§ The task:
Turn every line of the records below into a JSON list of strings, one string per line and no blank lines, leaving out the pictures.

^^^^^^^^^^^^^^^^

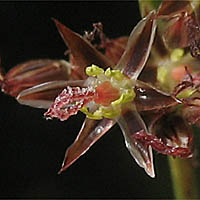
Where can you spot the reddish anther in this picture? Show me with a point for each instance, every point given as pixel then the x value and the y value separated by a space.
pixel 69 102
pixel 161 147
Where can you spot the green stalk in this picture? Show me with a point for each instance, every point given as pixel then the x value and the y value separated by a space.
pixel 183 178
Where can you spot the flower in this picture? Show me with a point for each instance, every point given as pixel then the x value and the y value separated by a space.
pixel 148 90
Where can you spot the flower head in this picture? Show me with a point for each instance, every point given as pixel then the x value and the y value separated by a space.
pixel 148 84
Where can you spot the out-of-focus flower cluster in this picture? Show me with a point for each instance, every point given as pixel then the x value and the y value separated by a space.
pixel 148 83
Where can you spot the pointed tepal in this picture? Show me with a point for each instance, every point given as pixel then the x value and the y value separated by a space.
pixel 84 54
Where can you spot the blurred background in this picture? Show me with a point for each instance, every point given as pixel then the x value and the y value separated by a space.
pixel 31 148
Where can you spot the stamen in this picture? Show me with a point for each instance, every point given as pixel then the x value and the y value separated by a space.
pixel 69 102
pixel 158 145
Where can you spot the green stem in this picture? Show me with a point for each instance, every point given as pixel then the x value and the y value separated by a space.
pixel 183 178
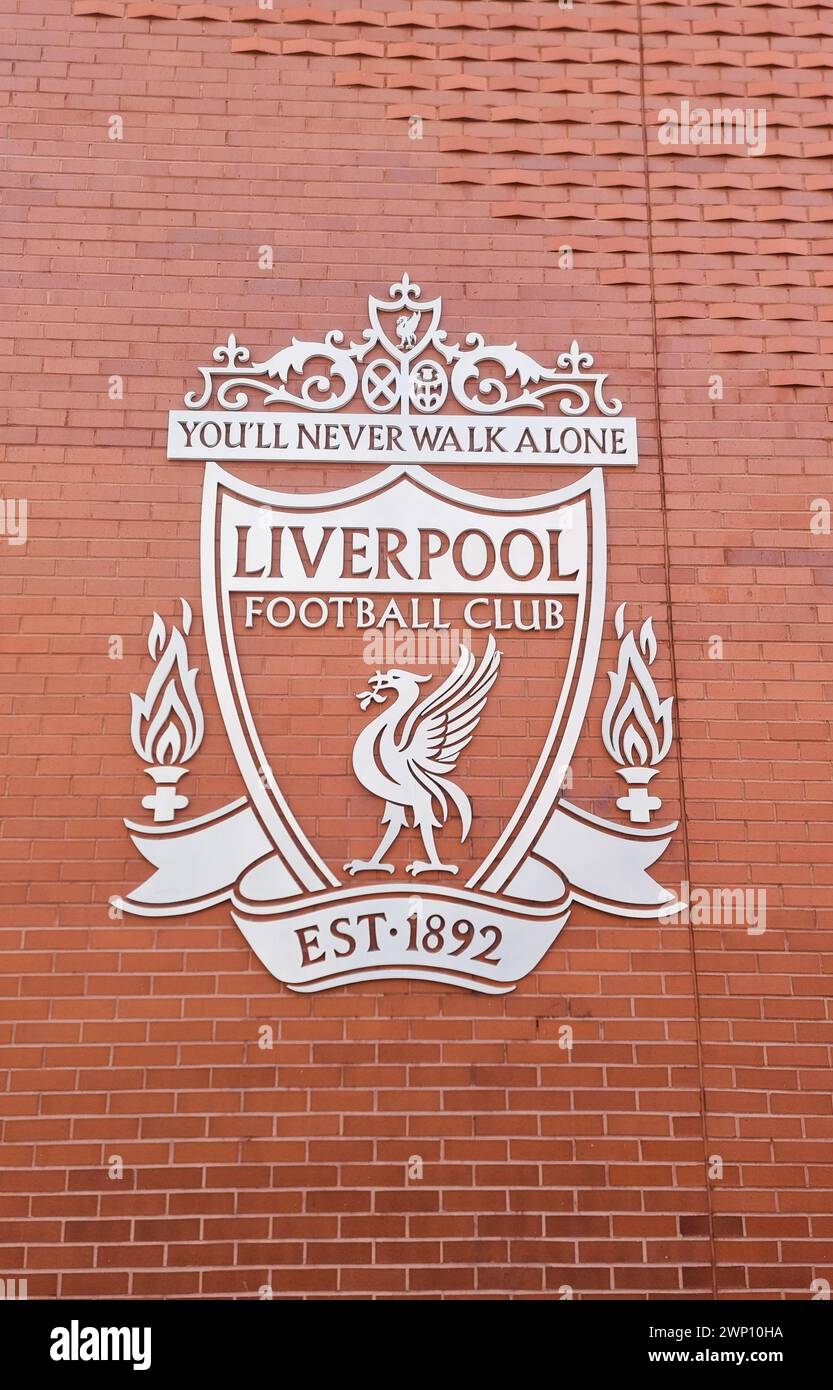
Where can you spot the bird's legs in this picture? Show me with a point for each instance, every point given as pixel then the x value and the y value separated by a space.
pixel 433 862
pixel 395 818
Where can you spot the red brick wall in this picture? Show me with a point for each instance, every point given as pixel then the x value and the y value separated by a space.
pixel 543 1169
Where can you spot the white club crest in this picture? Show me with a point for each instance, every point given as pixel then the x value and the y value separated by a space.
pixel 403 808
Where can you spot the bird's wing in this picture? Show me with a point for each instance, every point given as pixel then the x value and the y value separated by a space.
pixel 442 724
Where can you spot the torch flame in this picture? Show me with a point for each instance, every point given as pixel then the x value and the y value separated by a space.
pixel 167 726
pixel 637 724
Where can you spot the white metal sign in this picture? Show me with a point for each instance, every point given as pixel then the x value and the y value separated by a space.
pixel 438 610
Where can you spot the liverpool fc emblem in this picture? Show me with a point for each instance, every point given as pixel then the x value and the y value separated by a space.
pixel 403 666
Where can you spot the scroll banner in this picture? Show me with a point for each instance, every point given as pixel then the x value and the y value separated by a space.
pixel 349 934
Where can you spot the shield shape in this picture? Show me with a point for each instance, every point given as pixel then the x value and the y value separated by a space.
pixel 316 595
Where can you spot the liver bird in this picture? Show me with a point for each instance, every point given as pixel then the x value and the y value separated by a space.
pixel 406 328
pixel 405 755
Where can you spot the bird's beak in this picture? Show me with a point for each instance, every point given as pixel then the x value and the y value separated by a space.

^^^^^^^^^^^^^^^^

§ Reply to the exercise:
[
  "Where can you spot the reddish anther in this picture? Show me with a point for each instance, every point given as pixel then the x value and the y value separated by a space.",
  "pixel 69 102",
  "pixel 161 147",
  "Where can you spot the green stalk in this picture? Show me with a point for each instance, every point given as pixel then the x value and the y value separated by a space.",
  "pixel 183 178",
  "Where can you spot the flower in this picture? Show me with a point for each instance, every point given as pixel then the x value and the y value separated by a space.",
  "pixel 148 90",
  "Where can you spot the flower head in this picture? Show me with a point for each instance, every point given as pixel then the x value and the y value separated by a space.",
  "pixel 148 84",
  "Where can you spot the out-of-focus flower cluster in this picture? Show me with a point for each instance, every point given as pixel then the x value and the y value separated by a space.",
  "pixel 148 83",
  "Where can you spot the pointed tepal in this picture? Show me with a point for each instance, every point given as pixel then the x value and the y value separated by a space.",
  "pixel 84 54",
  "Where can you spot the blurred background in this picture? Show me with a point for each instance, every point given as pixel then the x value and the y value separated by a space.",
  "pixel 31 148",
  "Where can you spot the stamen in this picture? Show me with a point for each instance, every point given as pixel then the x value and the y value separated by a space.",
  "pixel 69 102",
  "pixel 158 145",
  "Where can you spot the green stem in this picture? Show me with a point for each instance, every point given as pixel then the x value and the y value separated by a space.",
  "pixel 183 178",
  "Where can you spot the bird's legs in this picture? Show me with a point for each instance, every point given as pixel then the x value and the y value separated by a space.",
  "pixel 433 862",
  "pixel 395 818",
  "Where can you spot the red brick wall in this picture? Show me with a point for each instance, every point given as pixel then the x value and the y value separated by a space.",
  "pixel 543 1169",
  "Where can you spot the white club crest in this picture? Show me with a point for each instance, every point given as pixel then the x value and the y value separated by a space.",
  "pixel 403 808",
  "Where can you spot the bird's wing in this picture? Show me with a point for each instance, every point given as pixel then the x value and the y value separated by a space.",
  "pixel 442 724",
  "Where can you spot the torch flame in this picture? Show me with a point for each instance, every point given as pixel then the x value and the y value separated by a space.",
  "pixel 167 726",
  "pixel 637 724",
  "Where can you spot the white metal sign in this picture? Show me with a point for each instance, every point given as pixel then the x value and the y value separated by a space.",
  "pixel 438 610",
  "Where can you spot the liverpool fc emblem in this picture? Show me with a point for each instance, every point given as pixel then the x value and the y value separated by a space.",
  "pixel 403 666",
  "Where can you spot the scroll banner in this picture? Show me with a point for each instance, every point given as pixel then the x value and the y value separated by a space.",
  "pixel 349 934",
  "Where can you spot the shield shape in this picture? Show me with a point for each instance, every point given as pixel then the x value and the y value separated by a space.",
  "pixel 316 595",
  "Where can you spot the liver bird in this picture? Show me with a point for each instance, every point given as pixel then the x value and the y value separated by a space.",
  "pixel 406 328",
  "pixel 405 755",
  "Where can you spot the bird's beak in this picture? Show me with a point for each instance, every point given as pixel then the x value and the y value separated by a space."
]